● **FORENBEITRAG**
Raspberry Pico - OLED Display

mumai

Cadet 2nd Year
Registriert
Jan. 2018
Beiträge
28
Hallo an alle,

erstmal danke für eure vorherige Hilfe die mich super weitergebracht hat. Deshalb hoffe ich auf erneute Unterstützung. Ich möchte gerne ein simples SH1106 OLED Display mit dem Pico zum laufen bekommen. Das einzigste was ich bisher geschafft hatte war, das ich das Display mit deiner "blauen Monochromen Farbe" zum leuchten gebracht habe und das Display willkürlich irgendwelche Pixel anzeigte. Folgenden Code habe ich bereits:

als sh1106.py auf dem Pico (nicht im /lib/ Ordner, sondern außerhalb im Hauptverzeichnis:
Python:
#
# MicroPython SH1106 OLED driver, I2C and SPI interfaces
#
# The MIT License (MIT)
#
# Copyright (c) 2016 Radomir Dopieralski (@deshipu),
#               2017-2021 Robert Hammelrath (@robert-hh)
#               2021 Tim Weber (@scy)
#
# Permission is hereby granted, free of charge, to any person obtaining a copy
# of this software and associated documentation files (the "Software"), to deal
# in the Software without restriction, including without limitation the rights
# to use, copy, modify, merge, publish, distribute, sublicense, and/or sell
# copies of the Software, and to permit persons to whom the Software is
# furnished to do so, subject to the following conditions:
#
# The above copyright notice and this permission notice shall be included in
# all copies or substantial portions of the Software.
#
# THE SOFTWARE IS PROVIDED "AS IS", WITHOUT WARRANTY OF ANY KIND, EXPRESS OR
# IMPLIED, INCLUDING BUT NOT LIMITED TO THE WARRANTIES OF MERCHANTABILITY,
# FITNESS FOR A PARTICULAR PURPOSE AND NONINFRINGEMENT. IN NO EVENT SHALL THE
# AUTHORS OR COPYRIGHT HOLDERS BE LIABLE FOR ANY CLAIM, DAMAGES OR OTHER
# LIABILITY, WHETHER IN AN ACTION OF CONTRACT, TORT OR OTHERWISE, ARISING FROM,
# OUT OF OR IN CONNECTION WITH THE SOFTWARE OR THE USE OR OTHER DEALINGS IN
# THE SOFTWARE.
#
# Sample code sections for ESP8266 pin assignments
# ------------ SPI ------------------
# Pin Map SPI
#   - 3v - xxxxxx   - Vcc
#   - G  - xxxxxx   - Gnd
#   - D7 - GPIO 13  - Din / MOSI fixed
#   - D5 - GPIO 14  - Clk / Sck fixed
#   - D8 - GPIO 4   - CS (optional, if the only connected device)

● **GEGEBENE AUFGABE 1**
Übertragen Sie folgenden Satz aus dem Forenbeitrag ins Englische: „Ich möchte gerne ein simples SH1106 OLED Display mit dem Pico zum laufen bekommen.“
● **GEGEBENE AUFGABE 2**
Geben Sie den Abschnitt des Forenbeitrags von „als sh1106.py auf“ bis „Robert Hammelrath (@robert-hh)“ wortgetreu wieder.
● **GEGEBENE AUFGABE 3**
Fassen Sie den Forenbeitrag in zwei Sätzen zusammen.

● **BEREITGESTELLTE DATEN**
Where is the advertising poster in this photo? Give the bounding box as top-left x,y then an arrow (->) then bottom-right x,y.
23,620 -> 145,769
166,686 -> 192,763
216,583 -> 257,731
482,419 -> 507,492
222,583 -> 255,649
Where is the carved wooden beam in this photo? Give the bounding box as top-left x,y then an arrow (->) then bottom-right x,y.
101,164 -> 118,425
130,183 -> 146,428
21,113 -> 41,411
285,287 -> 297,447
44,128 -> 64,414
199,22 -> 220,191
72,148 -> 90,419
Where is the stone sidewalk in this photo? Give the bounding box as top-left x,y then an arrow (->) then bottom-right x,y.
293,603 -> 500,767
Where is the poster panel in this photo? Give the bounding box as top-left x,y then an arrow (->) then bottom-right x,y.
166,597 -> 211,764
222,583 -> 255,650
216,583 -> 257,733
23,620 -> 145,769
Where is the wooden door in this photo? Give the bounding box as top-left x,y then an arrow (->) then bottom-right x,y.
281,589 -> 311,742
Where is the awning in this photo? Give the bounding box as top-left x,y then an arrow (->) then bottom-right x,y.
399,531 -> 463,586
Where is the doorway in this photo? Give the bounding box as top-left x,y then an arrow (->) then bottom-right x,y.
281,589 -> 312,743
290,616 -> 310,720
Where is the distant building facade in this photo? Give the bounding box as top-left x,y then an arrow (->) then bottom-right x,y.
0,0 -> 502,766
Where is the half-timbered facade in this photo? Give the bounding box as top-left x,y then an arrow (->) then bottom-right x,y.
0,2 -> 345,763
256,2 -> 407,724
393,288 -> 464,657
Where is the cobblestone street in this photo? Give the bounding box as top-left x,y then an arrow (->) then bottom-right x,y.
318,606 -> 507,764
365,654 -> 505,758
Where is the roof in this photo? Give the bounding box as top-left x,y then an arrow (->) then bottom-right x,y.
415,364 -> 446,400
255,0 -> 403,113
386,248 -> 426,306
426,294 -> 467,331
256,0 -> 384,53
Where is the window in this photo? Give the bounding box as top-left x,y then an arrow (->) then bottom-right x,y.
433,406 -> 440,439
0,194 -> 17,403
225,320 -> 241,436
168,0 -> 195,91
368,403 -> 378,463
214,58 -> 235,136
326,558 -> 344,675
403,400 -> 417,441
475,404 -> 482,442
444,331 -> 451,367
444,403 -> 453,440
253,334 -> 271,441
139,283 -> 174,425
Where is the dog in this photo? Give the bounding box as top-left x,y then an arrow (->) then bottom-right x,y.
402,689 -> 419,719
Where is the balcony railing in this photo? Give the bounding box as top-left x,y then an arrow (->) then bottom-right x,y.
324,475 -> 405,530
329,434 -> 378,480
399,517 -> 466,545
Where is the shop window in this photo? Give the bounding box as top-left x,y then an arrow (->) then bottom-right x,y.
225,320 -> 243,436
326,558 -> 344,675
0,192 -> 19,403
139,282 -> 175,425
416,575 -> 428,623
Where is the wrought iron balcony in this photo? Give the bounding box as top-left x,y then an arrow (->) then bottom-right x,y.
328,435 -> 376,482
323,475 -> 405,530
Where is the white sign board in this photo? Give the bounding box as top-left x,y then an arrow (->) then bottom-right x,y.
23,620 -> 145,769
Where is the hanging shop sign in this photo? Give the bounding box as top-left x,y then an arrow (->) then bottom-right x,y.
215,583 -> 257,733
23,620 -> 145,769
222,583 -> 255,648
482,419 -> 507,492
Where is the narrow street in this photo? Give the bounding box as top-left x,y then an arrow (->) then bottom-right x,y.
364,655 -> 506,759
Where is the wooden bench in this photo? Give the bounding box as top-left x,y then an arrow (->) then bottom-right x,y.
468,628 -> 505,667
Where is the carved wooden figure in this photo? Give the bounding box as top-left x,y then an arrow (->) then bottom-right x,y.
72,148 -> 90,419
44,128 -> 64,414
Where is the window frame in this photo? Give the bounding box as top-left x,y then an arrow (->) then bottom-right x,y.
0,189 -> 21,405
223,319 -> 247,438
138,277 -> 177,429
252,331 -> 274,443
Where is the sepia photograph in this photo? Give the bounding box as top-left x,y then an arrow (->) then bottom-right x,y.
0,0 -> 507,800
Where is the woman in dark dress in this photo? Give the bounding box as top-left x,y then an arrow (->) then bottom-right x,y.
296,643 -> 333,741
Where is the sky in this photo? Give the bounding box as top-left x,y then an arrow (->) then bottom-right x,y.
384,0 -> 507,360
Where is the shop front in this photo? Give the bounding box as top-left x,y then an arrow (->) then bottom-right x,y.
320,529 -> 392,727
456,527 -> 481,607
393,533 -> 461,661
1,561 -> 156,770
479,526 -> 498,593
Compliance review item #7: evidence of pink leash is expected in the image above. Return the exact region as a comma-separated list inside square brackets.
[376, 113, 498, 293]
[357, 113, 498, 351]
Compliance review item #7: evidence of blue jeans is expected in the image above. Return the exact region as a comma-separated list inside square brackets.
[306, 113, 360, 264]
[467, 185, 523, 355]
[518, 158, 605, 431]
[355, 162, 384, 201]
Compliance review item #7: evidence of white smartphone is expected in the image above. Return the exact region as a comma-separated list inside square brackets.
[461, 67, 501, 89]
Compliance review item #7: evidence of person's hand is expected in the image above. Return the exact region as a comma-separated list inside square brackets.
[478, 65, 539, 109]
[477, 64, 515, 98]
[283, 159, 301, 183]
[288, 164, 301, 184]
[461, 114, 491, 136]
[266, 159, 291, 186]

● **VOLLSTÄNDIGE ANTWORT 1**
I would like to get a simple SH1106 OLED display running with the Pico.

● **VOLLSTÄNDIGE ANTWORT 2**
als sh1106.py auf dem Pico (nicht im /lib/ Ordner, sondern außerhalb im Hauptverzeichnis:
Python:
#
# MicroPython SH1106 OLED driver, I2C and SPI interfaces
#
# The MIT License (MIT)
#
# Copyright (c) 2016 Radomir Dopieralski (@deshipu),
#               2017-2021 Robert Hammelrath (@robert-hh)

● **VOLLSTÄNDIGE ANTWORT 3**
Im Forenbeitrag wird um Unterstützung gebeten, ein SH1106-OLED-Display mit dem Pico zum Laufen zu bringen, das bisher nur in blauer Monochromfarbe leuchtet und willkürliche Pixel anzeigt. Dazu wird der Code eines MicroPython-Treibers für SH1106-OLED-Displays mit I2C- und SPI-Schnittstelle unter der MIT-Lizenz gezeigt, der als sh1106.py im Hauptverzeichnis des Pico liegt.